- EXERCISE BRIEF
Please reproduce the listing below line for line, without changing anything.

# INFORMATION SHOWN start

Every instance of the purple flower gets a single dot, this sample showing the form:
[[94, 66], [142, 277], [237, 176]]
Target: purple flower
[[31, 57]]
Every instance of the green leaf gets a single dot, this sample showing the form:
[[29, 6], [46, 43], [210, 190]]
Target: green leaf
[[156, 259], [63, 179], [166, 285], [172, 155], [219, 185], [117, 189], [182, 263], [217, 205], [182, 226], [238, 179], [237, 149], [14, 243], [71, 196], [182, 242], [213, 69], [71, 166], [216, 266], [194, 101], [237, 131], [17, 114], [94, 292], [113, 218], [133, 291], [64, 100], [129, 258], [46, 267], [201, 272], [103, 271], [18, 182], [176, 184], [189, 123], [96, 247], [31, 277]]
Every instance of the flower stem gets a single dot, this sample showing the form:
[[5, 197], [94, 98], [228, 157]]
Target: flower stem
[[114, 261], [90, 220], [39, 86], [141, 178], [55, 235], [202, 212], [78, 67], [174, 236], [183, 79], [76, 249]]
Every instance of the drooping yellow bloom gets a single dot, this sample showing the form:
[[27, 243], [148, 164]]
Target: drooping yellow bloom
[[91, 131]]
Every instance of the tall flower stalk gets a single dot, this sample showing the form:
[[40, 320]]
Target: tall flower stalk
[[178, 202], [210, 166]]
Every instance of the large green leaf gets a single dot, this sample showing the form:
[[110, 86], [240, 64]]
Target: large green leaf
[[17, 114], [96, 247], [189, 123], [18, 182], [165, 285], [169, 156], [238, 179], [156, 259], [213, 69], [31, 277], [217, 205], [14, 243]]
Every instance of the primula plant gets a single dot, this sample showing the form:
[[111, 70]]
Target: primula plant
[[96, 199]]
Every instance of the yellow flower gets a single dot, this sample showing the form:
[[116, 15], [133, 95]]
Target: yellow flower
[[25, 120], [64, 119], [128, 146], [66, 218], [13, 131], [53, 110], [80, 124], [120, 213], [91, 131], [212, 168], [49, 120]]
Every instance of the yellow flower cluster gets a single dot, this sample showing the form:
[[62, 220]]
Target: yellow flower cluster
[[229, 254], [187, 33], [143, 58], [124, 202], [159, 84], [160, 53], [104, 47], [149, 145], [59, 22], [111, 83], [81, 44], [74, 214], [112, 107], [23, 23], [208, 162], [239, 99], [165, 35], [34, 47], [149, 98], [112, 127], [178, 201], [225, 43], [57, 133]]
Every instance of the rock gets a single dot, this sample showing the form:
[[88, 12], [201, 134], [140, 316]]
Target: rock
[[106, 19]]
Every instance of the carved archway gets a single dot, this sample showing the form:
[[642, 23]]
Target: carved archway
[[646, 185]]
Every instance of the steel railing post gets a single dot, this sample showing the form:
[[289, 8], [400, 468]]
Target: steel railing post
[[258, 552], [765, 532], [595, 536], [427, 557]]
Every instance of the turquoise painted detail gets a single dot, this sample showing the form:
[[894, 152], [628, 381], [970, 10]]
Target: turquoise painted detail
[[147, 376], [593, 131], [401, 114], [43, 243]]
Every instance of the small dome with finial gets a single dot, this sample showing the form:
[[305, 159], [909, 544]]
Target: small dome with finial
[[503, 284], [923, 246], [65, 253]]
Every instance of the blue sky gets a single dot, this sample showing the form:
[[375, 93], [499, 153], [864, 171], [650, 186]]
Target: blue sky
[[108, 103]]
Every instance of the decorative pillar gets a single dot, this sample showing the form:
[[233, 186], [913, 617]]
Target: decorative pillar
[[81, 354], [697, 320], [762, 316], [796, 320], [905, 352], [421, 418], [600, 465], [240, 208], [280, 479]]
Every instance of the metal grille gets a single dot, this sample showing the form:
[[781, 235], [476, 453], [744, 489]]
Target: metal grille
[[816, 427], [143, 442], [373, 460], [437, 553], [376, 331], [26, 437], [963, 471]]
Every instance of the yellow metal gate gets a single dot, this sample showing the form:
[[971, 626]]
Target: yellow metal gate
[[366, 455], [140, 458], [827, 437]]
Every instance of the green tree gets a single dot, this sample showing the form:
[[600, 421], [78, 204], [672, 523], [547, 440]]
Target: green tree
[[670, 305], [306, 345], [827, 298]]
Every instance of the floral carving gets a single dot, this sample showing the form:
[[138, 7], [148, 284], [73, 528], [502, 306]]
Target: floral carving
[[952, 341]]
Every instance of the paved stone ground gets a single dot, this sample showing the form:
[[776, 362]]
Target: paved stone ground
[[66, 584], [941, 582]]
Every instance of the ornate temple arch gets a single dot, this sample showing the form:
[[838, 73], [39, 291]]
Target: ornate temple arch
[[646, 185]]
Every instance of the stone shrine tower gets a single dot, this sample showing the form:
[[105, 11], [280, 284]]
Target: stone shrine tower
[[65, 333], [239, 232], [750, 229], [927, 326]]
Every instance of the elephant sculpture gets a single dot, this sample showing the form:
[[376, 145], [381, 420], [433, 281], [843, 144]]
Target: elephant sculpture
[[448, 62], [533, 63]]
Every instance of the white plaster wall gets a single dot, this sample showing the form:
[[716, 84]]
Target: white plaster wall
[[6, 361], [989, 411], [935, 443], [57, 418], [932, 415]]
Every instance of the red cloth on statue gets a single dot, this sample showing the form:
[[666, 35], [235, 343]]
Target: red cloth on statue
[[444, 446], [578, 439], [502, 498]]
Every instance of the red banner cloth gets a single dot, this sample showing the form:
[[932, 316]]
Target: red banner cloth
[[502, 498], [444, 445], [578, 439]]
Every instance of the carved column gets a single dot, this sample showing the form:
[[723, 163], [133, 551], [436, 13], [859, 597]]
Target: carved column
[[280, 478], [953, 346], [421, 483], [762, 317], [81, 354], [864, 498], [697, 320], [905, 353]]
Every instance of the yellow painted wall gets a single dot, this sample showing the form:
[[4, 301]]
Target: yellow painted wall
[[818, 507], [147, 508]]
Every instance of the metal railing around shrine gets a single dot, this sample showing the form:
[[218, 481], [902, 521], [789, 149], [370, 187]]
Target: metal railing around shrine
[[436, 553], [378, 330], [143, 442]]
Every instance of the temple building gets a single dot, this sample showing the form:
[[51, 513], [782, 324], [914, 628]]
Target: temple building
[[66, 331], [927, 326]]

# INFORMATION SHOWN end

- IN RESPONSE
Every instance of the purple flower gets a single dot, this sample showing the form:
[[94, 66], [142, 277], [237, 176]]
Target: purple flower
[[31, 57]]
Every instance of the green leaf gets a single dot, this sample showing the form:
[[29, 6], [46, 43], [210, 190]]
Target: green leaf
[[156, 259], [63, 179], [166, 285], [172, 155], [219, 185], [117, 189], [182, 263], [217, 205], [182, 226], [238, 179], [237, 149], [14, 243], [71, 196], [182, 242], [213, 69], [71, 166], [216, 266], [194, 101], [237, 131], [17, 114], [94, 292], [113, 218], [133, 291], [64, 100], [129, 258], [46, 267], [201, 272], [103, 271], [18, 182], [176, 184], [189, 123], [96, 247], [31, 277]]
Every instance of the flower stem gets a single dot, this sample showing the form:
[[5, 197], [94, 98], [228, 157]]
Target: flower stem
[[114, 261], [90, 220], [39, 86], [141, 178], [55, 235], [202, 212], [78, 67], [174, 236], [183, 79], [76, 249]]
Every instance of the drooping yellow bloom gets a single dot, this sample showing the form:
[[27, 243], [148, 164]]
Target: drooping yellow bloom
[[91, 131]]
Every instance of the tall flower stalk gets a single dot, this sample showing the form:
[[40, 320]]
Target: tall flower stalk
[[178, 202], [210, 166]]
Every instance of the large green leaf gets a single dot, this sample showing the form:
[[110, 86], [240, 64]]
Target: large green leaf
[[17, 114], [96, 247], [189, 123], [18, 182], [165, 285], [169, 156], [238, 179], [156, 259], [213, 69], [31, 277], [217, 205], [14, 243]]
Every instance of the primula plant gets a single dot, this sample showing the form:
[[111, 70]]
Target: primula plant
[[96, 199]]
Every instance of the yellow flower gets a single dot, this sample showing the form:
[[116, 15], [133, 95]]
Target: yellow flower
[[25, 120], [64, 119], [128, 146], [66, 218], [13, 131], [53, 110], [80, 124], [120, 213], [91, 131], [212, 168], [49, 120]]
Every instance of the yellow flower cluster gets a single dot, this sample showing the form:
[[62, 220]]
Target: yellow flower cluster
[[229, 254], [187, 33], [143, 58], [124, 202], [159, 84], [160, 53], [104, 47], [149, 145], [59, 22], [111, 83], [81, 44], [74, 214], [112, 107], [23, 23], [208, 162], [239, 99], [165, 35], [34, 47], [149, 98], [112, 127], [178, 201], [225, 43], [57, 133]]
Every instance of the rock gets a single dot, this sample showing the form:
[[88, 12], [201, 134], [140, 316]]
Target: rock
[[106, 19]]
Every instance of the carved archway gets a single dot, this sample showing the form:
[[642, 23]]
Target: carved archway
[[646, 185]]
Every instance of the steel railing post gets a single dot, this sample showing the form:
[[289, 8], [400, 468]]
Target: steel railing post
[[258, 552], [765, 532], [595, 536], [427, 557]]
Every instance of the turquoise painted detail gets a single dot, this sample showing the form:
[[894, 152], [628, 381], [970, 10]]
Target: turquoise painted detail
[[147, 376], [593, 131], [401, 114], [43, 243]]
Every instance of the small dome with finial gets a single dot, this sample showing the form:
[[305, 159], [909, 544]]
Target: small dome with finial
[[503, 284], [923, 246], [65, 253]]
Every instance of the blue sky gets a single dot, this sample showing the form:
[[375, 93], [499, 153], [864, 171], [650, 186]]
Target: blue sky
[[108, 103]]
Every instance of the decorative pillar gets a single dot, this sample showing the form:
[[233, 186], [913, 617]]
Target: decorative pillar
[[81, 354], [697, 320], [762, 316], [796, 320], [905, 352], [421, 418], [600, 465], [240, 208], [280, 479]]
Every instance of the metal grille gets a single dot, this sample showing the form:
[[781, 235], [476, 453], [744, 489]]
Target: metal grille
[[816, 427], [143, 442], [373, 460], [437, 553], [376, 331], [26, 437], [963, 471]]
Every instance of the yellow metal gate gets a single dot, this sample showing the form:
[[971, 626]]
Target: yellow metal gate
[[366, 455], [140, 458], [827, 437]]
Every instance of the green tree gets a single dot, this sample showing the form:
[[600, 421], [78, 204], [672, 523], [547, 440]]
Target: green tree
[[670, 305], [306, 345], [827, 298]]
Every instance of the floral carving gets a single dot, this sample showing the form:
[[138, 7], [148, 284], [73, 528], [502, 306]]
Target: floral carving
[[952, 341]]
Every instance of the paved stone ground gets a single dot, this sample showing the form:
[[776, 362]]
Target: paved stone ground
[[66, 584], [941, 582]]
Every instance of the ornate temple arch gets a single dot, this sample showing the form:
[[838, 73], [39, 291]]
Target: ornate temple arch
[[646, 185]]
Every instance of the stone shrine tower gets a single dot, this sample showing the form:
[[105, 11], [280, 284]]
Target: stone shrine tower
[[65, 333], [239, 232], [750, 229], [927, 326]]
Every instance of the elephant sculpture gets a single dot, this sample showing the form:
[[376, 145], [381, 420], [433, 281], [843, 144]]
Target: elephant sculpture
[[448, 62], [533, 63]]
Every instance of the white plaster wall gets a single dot, this sample showing the form:
[[716, 84]]
Target: white plaster wall
[[6, 361], [989, 411], [935, 443], [57, 418], [932, 415]]
Every instance of the red cloth on statue gets a single dot, this sample showing the form:
[[666, 35], [235, 343]]
Target: red cloth on statue
[[444, 446], [578, 439], [502, 498]]
Every instance of the red banner cloth gets a single dot, this sample showing the form:
[[932, 316]]
Target: red banner cloth
[[502, 498], [444, 445], [578, 439]]
Every instance of the carved column gets a single dot, this sample showing the form:
[[723, 163], [133, 551], [436, 13], [859, 597]]
Target: carved column
[[280, 478], [953, 346], [421, 483], [762, 317], [81, 354], [864, 498], [697, 320], [905, 353]]
Every instance of the yellow painted wall gets a single dot, this sample showing the form:
[[4, 301]]
Target: yellow painted wall
[[818, 507], [147, 508]]
Every instance of the metal railing around shrine gets a single dot, this sample showing the form:
[[218, 481], [902, 521], [789, 149], [370, 187]]
Target: metal railing around shrine
[[436, 553], [378, 330], [143, 442]]
Every instance of the temple building gets a single dot, this sample showing the form:
[[51, 513], [782, 324], [914, 628]]
Target: temple building
[[66, 331], [927, 326]]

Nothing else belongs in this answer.